Collected data
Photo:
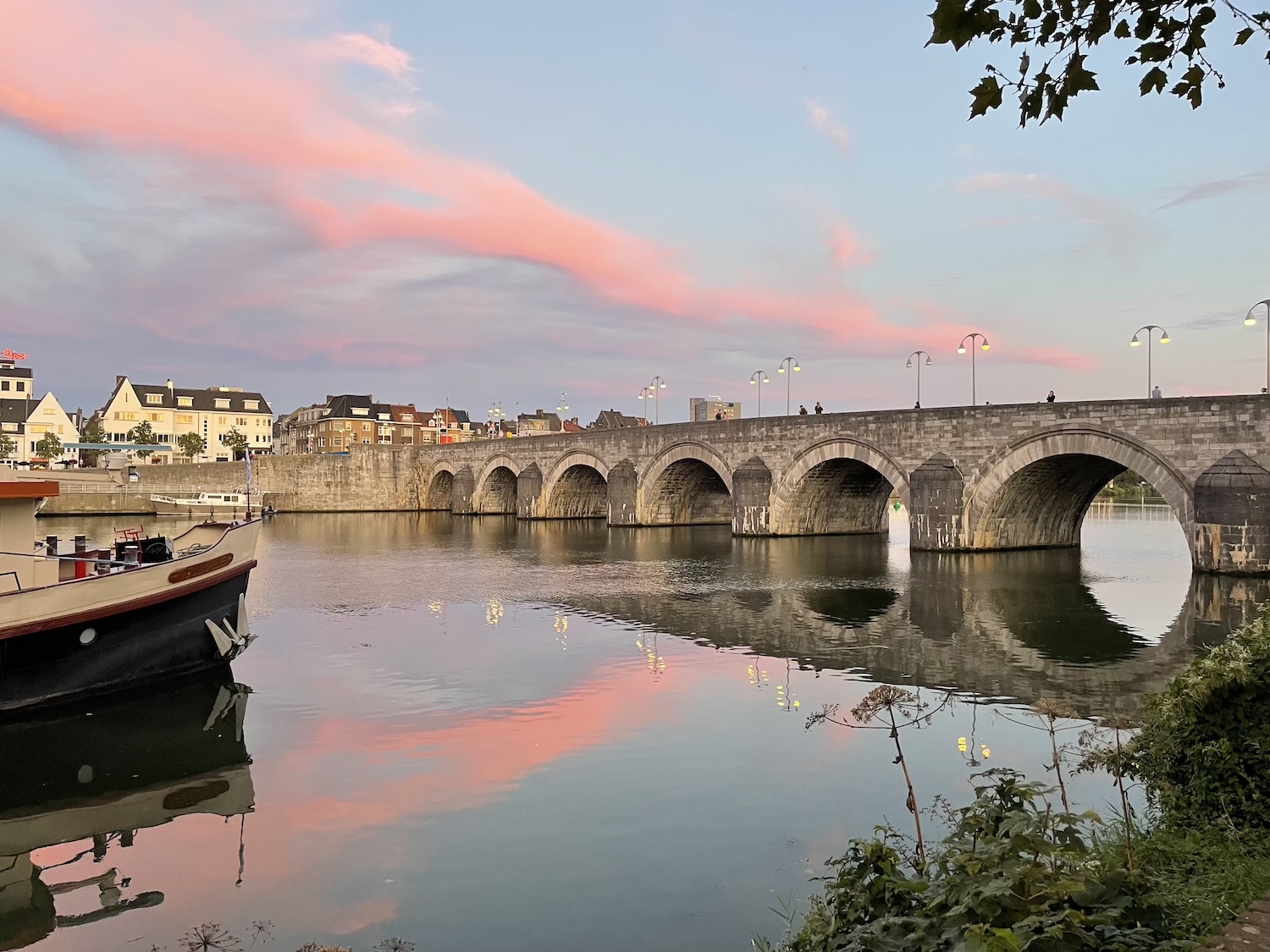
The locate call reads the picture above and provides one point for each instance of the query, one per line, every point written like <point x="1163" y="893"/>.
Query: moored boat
<point x="79" y="625"/>
<point x="226" y="505"/>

## What is being asked
Reproduce every one of the records above word for word, omitting the pictures.

## Answer
Photo:
The locate call reads the picture above and provides one point for each instance of the query, one per line, every point written like <point x="1163" y="893"/>.
Query: moored boat
<point x="79" y="625"/>
<point x="226" y="505"/>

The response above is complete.